TASK PROMPT: From the listing, collect all lines containing the word "post".

DATA FOR PROCESSING:
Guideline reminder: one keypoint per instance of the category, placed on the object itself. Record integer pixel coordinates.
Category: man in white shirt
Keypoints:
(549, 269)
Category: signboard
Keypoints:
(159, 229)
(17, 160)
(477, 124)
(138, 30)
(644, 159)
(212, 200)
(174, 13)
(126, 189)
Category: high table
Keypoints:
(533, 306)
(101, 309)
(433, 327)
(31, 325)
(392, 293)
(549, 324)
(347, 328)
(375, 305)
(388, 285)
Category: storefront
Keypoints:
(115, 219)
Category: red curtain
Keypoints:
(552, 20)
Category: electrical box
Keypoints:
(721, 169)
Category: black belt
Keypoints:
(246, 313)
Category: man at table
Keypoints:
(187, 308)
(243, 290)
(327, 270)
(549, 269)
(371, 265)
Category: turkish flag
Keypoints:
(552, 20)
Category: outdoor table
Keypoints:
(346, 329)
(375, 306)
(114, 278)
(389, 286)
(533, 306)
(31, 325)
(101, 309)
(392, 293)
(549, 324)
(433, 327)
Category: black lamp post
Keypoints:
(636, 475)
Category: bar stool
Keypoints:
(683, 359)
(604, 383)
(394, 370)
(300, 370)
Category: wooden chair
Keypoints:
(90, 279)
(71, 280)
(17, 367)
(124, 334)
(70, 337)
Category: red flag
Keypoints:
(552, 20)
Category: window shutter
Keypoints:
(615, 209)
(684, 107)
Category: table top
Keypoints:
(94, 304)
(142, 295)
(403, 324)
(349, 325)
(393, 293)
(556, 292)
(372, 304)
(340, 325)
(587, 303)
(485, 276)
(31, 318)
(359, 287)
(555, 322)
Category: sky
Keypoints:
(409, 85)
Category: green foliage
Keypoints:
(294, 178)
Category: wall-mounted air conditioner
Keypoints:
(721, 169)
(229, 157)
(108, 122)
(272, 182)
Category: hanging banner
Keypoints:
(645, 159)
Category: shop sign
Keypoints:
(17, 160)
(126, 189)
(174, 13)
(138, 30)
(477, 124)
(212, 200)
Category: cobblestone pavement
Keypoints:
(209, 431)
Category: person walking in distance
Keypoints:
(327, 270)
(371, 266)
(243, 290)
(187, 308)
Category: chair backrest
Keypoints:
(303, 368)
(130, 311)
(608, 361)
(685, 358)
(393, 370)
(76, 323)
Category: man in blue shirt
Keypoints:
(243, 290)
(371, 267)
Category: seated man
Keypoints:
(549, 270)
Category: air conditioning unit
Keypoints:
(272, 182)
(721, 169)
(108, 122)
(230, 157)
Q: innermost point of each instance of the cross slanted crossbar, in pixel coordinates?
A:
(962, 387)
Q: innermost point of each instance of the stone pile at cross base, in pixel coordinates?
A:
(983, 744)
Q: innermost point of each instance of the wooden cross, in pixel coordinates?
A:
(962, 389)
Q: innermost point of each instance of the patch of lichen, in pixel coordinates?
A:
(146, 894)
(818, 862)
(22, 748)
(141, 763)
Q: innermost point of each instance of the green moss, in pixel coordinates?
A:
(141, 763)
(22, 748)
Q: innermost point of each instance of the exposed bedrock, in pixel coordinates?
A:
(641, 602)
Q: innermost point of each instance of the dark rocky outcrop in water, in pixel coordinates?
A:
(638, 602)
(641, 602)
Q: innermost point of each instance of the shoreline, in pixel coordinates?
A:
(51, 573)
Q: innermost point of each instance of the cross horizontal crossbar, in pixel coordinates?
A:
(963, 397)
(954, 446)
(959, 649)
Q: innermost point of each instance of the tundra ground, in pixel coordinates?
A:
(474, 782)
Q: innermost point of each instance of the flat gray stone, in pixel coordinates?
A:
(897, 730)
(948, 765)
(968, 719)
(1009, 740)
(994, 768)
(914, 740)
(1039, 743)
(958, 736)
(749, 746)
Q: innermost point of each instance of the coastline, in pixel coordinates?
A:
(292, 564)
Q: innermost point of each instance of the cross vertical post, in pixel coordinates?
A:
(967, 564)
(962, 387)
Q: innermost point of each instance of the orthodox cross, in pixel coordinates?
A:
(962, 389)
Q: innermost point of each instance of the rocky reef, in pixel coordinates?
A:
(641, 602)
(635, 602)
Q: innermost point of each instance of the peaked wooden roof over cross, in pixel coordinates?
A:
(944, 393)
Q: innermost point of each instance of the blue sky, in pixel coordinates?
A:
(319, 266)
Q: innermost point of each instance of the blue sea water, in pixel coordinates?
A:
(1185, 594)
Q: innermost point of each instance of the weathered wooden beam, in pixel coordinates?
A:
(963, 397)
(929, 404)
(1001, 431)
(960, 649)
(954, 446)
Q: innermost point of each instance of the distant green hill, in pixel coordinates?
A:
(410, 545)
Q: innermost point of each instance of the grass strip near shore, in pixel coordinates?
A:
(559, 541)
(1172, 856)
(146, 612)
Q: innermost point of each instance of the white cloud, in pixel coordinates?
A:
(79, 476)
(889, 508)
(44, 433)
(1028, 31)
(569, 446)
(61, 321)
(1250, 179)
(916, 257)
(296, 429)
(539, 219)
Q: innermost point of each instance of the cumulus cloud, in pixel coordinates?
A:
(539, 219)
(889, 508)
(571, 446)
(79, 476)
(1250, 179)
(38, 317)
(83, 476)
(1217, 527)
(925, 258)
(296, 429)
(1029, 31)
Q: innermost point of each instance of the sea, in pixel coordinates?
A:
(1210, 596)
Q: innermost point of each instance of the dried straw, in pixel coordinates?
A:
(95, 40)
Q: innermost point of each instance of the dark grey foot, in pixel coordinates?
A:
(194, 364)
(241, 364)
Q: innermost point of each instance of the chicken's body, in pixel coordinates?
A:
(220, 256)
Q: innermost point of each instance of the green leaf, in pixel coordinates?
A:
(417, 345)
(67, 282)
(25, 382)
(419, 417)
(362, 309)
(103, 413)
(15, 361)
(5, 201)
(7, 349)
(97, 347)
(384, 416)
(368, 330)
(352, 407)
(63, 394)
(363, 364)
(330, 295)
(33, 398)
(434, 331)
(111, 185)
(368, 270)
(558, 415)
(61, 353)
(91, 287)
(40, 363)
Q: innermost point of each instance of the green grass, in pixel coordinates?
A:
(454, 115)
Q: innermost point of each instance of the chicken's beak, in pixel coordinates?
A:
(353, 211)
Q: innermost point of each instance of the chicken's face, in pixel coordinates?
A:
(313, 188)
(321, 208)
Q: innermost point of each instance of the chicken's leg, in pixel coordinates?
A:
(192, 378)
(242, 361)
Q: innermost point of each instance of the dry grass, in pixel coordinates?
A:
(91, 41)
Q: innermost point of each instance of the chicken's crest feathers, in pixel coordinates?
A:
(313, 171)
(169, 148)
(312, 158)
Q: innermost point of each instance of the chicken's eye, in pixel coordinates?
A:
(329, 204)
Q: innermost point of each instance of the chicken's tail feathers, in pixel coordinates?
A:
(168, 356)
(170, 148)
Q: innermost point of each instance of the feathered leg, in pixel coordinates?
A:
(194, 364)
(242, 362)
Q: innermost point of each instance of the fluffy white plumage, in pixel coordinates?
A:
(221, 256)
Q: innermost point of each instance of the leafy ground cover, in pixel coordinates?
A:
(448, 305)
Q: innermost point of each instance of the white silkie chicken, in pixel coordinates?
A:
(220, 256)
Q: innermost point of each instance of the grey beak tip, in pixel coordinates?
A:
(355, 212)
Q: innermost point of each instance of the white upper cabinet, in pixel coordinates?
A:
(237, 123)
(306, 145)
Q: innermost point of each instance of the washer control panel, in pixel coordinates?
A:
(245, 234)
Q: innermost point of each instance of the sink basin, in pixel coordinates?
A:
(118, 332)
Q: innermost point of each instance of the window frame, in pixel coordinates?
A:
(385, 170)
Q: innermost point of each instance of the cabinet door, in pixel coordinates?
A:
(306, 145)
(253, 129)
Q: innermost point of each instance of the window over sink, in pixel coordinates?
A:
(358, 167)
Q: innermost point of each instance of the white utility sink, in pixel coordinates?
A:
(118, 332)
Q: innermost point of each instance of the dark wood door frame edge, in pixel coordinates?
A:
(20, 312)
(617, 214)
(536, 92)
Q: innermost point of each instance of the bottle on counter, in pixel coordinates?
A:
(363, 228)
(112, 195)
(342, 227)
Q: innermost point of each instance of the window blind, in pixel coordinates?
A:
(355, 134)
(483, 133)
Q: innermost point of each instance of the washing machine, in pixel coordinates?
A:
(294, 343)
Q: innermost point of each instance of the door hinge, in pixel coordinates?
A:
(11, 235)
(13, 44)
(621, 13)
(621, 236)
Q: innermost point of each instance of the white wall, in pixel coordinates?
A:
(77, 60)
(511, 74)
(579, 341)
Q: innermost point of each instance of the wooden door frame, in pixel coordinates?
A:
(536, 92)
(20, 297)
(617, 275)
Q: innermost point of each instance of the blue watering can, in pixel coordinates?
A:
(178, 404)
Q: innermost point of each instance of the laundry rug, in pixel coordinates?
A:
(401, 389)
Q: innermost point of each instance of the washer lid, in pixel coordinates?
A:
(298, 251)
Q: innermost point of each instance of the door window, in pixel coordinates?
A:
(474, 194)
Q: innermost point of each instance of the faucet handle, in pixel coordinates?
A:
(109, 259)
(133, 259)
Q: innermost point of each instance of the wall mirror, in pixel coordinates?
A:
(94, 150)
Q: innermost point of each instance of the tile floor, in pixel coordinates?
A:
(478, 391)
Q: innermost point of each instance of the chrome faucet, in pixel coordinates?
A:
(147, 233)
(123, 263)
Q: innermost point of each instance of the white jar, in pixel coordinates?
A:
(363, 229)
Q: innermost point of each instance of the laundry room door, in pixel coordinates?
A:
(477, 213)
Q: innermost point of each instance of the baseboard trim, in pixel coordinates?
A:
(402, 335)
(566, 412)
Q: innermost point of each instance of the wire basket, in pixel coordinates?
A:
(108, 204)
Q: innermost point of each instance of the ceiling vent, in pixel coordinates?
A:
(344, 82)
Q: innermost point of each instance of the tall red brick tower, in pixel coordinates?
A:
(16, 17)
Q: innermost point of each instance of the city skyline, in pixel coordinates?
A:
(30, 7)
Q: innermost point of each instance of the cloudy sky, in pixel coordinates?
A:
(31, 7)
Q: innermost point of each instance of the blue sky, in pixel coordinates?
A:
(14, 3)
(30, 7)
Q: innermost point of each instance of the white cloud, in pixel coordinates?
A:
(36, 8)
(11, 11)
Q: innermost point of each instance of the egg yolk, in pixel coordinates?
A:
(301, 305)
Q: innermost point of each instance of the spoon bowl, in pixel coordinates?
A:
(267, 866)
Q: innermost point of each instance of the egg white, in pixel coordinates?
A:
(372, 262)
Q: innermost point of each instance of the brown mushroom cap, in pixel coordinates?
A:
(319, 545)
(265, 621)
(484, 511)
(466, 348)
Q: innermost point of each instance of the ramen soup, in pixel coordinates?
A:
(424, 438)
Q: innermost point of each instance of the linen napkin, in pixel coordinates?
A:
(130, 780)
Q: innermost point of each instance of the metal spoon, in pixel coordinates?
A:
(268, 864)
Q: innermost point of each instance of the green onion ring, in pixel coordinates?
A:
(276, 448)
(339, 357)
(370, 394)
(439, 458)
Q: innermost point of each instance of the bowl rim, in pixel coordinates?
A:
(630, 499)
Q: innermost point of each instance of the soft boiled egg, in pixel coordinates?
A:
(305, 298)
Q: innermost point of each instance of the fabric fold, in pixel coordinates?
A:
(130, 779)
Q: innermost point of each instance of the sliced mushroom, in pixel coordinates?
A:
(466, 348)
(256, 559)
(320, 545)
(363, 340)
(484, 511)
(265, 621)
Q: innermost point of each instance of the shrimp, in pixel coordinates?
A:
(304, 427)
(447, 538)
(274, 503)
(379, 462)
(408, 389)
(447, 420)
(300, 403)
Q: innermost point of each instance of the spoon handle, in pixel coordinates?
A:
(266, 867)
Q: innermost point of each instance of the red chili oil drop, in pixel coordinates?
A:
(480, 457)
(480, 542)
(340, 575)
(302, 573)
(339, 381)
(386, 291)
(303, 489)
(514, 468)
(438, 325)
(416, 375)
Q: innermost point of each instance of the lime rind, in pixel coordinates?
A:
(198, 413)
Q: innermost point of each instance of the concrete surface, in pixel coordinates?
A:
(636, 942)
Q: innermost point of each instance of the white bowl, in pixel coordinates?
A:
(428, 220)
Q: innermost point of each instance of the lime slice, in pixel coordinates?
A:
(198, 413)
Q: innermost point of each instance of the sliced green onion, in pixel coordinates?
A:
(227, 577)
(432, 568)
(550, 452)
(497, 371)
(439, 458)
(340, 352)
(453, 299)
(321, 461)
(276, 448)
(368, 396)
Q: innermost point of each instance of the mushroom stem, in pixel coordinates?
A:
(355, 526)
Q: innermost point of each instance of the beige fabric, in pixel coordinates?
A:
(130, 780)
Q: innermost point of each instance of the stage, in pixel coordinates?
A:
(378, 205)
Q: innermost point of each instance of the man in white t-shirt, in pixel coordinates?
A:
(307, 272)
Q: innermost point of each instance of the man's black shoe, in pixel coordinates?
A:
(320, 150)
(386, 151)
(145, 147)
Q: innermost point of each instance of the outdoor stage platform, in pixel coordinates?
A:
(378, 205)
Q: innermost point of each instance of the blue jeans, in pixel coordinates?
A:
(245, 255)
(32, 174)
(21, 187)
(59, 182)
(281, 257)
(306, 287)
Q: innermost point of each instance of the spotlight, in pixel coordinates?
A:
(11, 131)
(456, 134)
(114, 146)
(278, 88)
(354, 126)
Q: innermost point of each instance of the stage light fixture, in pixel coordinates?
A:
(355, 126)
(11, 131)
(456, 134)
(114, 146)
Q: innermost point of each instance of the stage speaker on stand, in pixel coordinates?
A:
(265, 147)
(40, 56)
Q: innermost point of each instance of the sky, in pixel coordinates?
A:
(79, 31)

RESPONSE AREA:
Category: black lamp post
Q: innermost point of each instance of the cross vertical post, in pixel coordinates?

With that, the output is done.